▶ EXCERPTED PASSAGE:
━━━━━━━━

Little House on the Prairie. What was weird for me is when Sawyer sat down to watch TV I didn't question this show being on, as if I was still assuming Sawyer was living in 1977 when he was happy and when this show was in its prime. Except he's not. It's 2004. How is it that James Ford's television is set to a channel where reruns of old shows like this come on? Does it have anything to do with his past? Is he stuck watching the shows that young James liked when his childhood was unfairly and cruelly ended with two gunshots? What's more, good ol' Michael Landon says things that not only comfort Sawyer about perhaps seeing his dead loves ones again someday, they quite possibly serve to tell us that we are going to see our favorite LOST characters some day on the other side (we've long discussed the sub-theme of "sides," too). The words are enough to remind James to get busy living and trying to make things right with Charlotte, but no. Won't work.

 

Then of course our 2004 story ended with Kate being on the run, and captured by Sawyer, who recognizes her from 815 and the airport. Their paths cross yet again. And we wonder again at why policeman Sawyer would have so nonchalantly helped this woman escape federal Marshals and airport security.

 

Speaking of Kate, I thought of her most of this past week in relation to something I wrote about Richard last week:

 

Richard did indeed arrive on the Black Rock. In fact, he hasn't been back to that ship in all the time he's been on the island (must have some bad memories associated with it?). As speculated several postings ago, Richard was once in chains on that ship, and this would appear to be confirmed by the way he walks right up to a set of shackles and has a moment of reflection and recognizance. Of course, you don't usually chain up good and innocent men, so one has to wonder about Richard's past, and wait patiently for the Richard-centric episode we all have been anticipating for so long.

━━━━━━━━

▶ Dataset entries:
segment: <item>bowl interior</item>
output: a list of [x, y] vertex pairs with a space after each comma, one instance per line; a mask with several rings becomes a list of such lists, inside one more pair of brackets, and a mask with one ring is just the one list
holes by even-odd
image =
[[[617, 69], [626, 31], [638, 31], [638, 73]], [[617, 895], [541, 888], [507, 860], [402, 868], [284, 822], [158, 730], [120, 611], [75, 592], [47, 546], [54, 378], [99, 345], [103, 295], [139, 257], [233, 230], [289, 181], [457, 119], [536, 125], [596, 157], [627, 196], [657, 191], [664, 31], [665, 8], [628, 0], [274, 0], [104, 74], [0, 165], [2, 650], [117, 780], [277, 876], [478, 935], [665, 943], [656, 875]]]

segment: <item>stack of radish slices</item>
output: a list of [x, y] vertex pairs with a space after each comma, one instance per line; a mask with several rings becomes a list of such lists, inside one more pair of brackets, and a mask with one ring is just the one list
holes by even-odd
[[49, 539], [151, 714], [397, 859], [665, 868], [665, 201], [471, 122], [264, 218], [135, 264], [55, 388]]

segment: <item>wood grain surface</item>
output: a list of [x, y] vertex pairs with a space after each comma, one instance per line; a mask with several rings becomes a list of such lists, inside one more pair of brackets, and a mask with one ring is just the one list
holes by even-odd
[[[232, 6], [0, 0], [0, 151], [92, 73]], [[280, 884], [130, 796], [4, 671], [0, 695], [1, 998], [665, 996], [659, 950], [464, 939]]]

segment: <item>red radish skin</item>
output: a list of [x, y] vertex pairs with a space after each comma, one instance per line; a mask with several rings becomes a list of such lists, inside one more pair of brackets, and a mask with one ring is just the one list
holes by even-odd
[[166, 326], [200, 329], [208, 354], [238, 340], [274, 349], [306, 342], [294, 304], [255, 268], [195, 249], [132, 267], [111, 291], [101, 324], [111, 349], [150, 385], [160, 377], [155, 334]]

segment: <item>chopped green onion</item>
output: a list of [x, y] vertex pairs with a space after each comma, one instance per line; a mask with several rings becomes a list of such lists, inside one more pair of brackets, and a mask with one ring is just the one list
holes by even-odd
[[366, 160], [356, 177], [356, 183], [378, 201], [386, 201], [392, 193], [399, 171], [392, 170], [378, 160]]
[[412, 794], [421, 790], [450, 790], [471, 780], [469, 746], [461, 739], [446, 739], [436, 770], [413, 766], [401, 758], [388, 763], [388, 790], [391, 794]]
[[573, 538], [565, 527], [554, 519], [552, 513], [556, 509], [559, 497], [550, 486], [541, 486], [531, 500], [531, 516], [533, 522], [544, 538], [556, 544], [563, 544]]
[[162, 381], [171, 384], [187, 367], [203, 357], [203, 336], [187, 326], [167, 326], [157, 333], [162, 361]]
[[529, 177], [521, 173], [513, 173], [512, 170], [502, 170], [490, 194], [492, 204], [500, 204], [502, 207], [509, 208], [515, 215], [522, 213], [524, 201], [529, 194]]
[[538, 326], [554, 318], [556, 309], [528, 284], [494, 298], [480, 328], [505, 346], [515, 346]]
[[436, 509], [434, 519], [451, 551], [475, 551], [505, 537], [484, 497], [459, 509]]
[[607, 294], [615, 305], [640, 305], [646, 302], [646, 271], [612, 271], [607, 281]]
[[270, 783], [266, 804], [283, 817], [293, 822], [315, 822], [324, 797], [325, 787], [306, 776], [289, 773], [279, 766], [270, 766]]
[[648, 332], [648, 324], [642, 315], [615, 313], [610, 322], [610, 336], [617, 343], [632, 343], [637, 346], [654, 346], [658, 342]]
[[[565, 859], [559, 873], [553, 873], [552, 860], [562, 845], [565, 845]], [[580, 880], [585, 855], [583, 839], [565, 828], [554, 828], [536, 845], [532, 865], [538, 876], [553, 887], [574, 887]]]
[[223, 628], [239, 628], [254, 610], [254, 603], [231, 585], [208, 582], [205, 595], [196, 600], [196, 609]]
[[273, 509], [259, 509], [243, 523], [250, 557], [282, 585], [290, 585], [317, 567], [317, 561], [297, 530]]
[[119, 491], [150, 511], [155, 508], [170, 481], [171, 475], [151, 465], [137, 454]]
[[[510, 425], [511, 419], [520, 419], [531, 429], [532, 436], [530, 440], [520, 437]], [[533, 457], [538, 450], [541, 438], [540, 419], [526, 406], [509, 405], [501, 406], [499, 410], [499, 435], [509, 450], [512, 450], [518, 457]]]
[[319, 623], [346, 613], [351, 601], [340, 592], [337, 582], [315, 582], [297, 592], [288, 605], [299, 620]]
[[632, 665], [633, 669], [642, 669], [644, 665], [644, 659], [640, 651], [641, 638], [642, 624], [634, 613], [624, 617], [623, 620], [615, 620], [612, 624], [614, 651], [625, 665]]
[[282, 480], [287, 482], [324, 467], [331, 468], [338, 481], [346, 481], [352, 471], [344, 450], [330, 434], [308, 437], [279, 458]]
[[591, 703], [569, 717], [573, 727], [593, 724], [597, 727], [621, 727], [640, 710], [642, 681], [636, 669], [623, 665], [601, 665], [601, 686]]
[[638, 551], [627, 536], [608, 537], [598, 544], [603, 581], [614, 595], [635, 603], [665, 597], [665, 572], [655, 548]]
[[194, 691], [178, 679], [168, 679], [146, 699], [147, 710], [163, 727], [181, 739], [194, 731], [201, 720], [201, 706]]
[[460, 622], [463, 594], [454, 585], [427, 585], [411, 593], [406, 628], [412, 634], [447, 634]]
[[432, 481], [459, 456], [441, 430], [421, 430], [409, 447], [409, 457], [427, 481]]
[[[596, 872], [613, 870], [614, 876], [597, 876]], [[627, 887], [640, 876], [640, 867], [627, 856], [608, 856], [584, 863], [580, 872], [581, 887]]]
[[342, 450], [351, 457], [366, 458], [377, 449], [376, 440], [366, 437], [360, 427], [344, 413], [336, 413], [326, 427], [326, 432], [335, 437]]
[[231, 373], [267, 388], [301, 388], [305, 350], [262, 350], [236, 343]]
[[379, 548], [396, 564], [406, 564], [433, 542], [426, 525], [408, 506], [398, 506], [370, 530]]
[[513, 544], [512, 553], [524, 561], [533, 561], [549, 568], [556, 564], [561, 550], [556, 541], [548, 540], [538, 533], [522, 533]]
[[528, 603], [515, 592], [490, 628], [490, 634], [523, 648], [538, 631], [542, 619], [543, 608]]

━━━━━━━━

▶ SET OF TASKS:
1 - In the LOST commentary, which ship did Richard arrive on?
2 - Duplicate the part of the LOST commentary that opens with the words containing "Then of course" and closes with "and airport security.".
3 - Write the next part of the LOST commentary, beginning after its final sentence.

▶ TASK-BY-TASK ANSWERS:
1 - The Black Rock.

2 -
Then of course our 2004 story ended with Kate being on the run, and captured by Sawyer, who recognizes her from 815 and the airport. Their paths cross yet again. And we wonder again at why policeman Sawyer would have so nonchalantly helped this woman escape federal Marshals and airport security.

3 -
 

Where I was busy last week comparing how Jack and Richard had switched places, I was ignoring how similarly Richard Alpert and Kate Austen came to the island. Both strike me as good people chained up for perhaps-misunderstood or justified wrongdoings. We know that both were touched by Jacob, but also, that despite this touching neither has - as far as we know - been marked as a candidate. Jacob's touch turned Richard into not a candidate but an unaging advisor. If you continue the parallel, you could argue that this will then be Kate's fate as well. She is quite possibly the next Richard.

 

That is, considering she survives the assault we all know is coming from Claire. How did you interpret Claire's hand-hold of Kate just as Flocke is explaining how the Black Smoke killed everyone who failed to leave the Temple? I've talked with some who believe this was Claire in a moment of clarity from her madness reaching out to Kate in a childlike protective way. Could be. My take as I watched it, though, was more akin to something like the mafia's kiss of death, as in, the hand-hold of death. This is my last act of affection for you, Kate, before I take you down.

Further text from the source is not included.